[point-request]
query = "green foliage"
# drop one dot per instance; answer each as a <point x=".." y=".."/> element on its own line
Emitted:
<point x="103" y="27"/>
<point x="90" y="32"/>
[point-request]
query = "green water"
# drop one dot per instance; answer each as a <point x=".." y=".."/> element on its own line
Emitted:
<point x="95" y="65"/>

...

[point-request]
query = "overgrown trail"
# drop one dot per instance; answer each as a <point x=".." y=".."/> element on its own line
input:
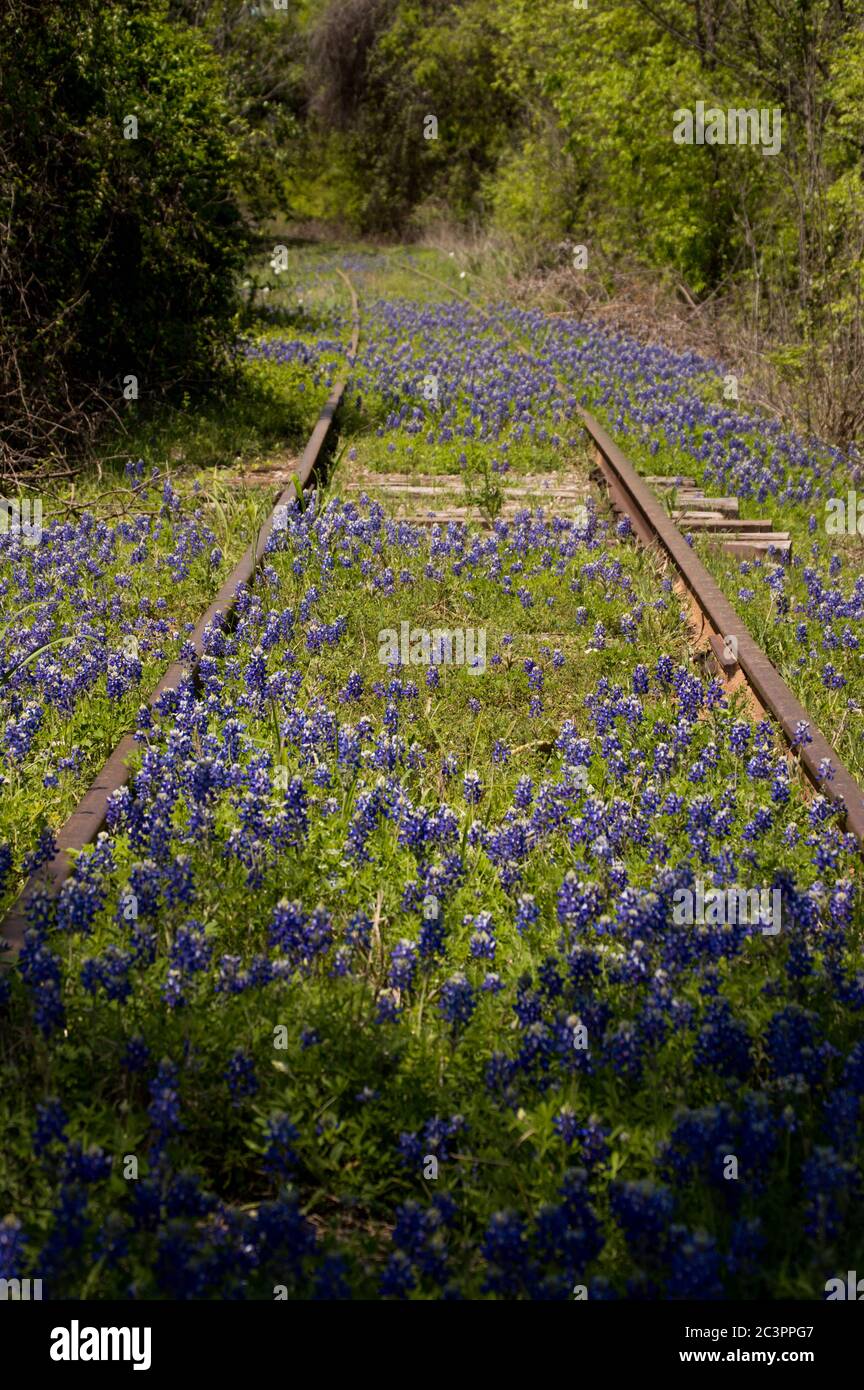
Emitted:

- _Aufgabenstellung_
Welche Zeilen der Daten enthalten das Wort „green“? Finde sie und gib jede davon wortgetreu wieder, wobei Groß- und Kleinschreibung zählt.

- _Vollständige Antwort_
query = "green foliage"
query = "green water"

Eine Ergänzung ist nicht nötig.